| The request |
Gather each of the lines below that contains the word "shrub", and copy them out.

>> START Dataset entries

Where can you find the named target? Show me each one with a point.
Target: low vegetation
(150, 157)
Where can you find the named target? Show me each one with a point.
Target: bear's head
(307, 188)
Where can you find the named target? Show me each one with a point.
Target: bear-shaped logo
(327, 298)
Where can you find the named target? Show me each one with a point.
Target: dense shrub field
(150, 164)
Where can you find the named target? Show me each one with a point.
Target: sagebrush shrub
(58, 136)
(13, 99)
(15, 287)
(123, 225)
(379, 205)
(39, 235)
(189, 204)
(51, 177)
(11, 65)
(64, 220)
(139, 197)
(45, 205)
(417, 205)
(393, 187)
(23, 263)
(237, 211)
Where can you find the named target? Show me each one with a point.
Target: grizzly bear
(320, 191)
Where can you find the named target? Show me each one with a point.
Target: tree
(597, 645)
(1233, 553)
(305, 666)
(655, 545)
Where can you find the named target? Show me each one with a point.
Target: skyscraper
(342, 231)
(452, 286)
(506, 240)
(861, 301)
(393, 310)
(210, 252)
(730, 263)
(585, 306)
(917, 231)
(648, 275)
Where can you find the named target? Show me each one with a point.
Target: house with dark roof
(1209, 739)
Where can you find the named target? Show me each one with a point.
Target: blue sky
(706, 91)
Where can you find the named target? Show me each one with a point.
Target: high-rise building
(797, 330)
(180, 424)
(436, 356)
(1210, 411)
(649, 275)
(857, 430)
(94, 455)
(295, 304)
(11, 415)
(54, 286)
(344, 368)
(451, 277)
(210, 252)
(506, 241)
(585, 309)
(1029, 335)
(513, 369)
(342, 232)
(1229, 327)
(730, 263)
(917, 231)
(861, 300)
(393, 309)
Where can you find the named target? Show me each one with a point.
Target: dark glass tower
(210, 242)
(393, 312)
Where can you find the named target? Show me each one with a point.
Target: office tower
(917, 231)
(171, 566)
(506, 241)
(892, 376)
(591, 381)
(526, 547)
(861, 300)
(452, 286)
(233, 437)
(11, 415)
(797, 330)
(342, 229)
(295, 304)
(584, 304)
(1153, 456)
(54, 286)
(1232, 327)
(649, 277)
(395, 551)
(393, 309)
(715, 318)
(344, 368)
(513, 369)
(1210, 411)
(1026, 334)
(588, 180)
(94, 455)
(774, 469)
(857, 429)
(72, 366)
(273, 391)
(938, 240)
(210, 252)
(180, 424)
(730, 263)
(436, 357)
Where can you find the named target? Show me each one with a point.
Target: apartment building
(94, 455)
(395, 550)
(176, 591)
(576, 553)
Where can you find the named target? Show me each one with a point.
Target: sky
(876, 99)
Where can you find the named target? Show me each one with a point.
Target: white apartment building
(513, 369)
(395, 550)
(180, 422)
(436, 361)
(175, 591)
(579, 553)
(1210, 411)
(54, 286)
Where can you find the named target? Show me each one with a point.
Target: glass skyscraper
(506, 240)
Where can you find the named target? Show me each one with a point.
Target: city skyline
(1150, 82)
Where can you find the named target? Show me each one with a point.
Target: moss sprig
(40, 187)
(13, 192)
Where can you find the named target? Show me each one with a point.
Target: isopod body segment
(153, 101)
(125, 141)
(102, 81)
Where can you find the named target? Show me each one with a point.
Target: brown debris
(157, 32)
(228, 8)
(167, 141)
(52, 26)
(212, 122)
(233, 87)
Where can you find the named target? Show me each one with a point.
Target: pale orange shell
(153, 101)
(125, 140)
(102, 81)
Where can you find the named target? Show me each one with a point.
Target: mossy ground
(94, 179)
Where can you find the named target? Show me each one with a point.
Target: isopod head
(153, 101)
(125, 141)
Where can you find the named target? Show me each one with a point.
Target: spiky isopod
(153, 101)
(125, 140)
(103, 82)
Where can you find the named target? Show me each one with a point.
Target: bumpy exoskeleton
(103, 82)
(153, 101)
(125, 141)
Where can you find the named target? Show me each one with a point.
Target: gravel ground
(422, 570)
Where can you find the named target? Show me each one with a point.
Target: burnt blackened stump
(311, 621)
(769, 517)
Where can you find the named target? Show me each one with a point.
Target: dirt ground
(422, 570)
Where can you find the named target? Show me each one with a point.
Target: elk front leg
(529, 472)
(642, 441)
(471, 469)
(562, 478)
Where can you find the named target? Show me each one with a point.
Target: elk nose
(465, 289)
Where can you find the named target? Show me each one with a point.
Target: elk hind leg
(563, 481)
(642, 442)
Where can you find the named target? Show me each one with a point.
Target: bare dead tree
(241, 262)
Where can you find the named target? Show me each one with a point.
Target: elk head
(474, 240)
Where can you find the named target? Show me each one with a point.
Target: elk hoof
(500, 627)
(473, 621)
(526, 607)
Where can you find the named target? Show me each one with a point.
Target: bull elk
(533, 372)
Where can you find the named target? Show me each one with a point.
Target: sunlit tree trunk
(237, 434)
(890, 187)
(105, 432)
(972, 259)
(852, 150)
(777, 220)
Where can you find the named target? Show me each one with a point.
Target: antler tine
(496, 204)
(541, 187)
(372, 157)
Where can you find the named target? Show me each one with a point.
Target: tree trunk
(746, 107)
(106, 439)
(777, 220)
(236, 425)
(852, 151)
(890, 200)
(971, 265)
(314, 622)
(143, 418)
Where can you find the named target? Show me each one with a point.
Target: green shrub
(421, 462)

>> END Dataset entries

| Problem solution |
Target: dense shrub field
Target: sagebrush shrub
Target: green shrub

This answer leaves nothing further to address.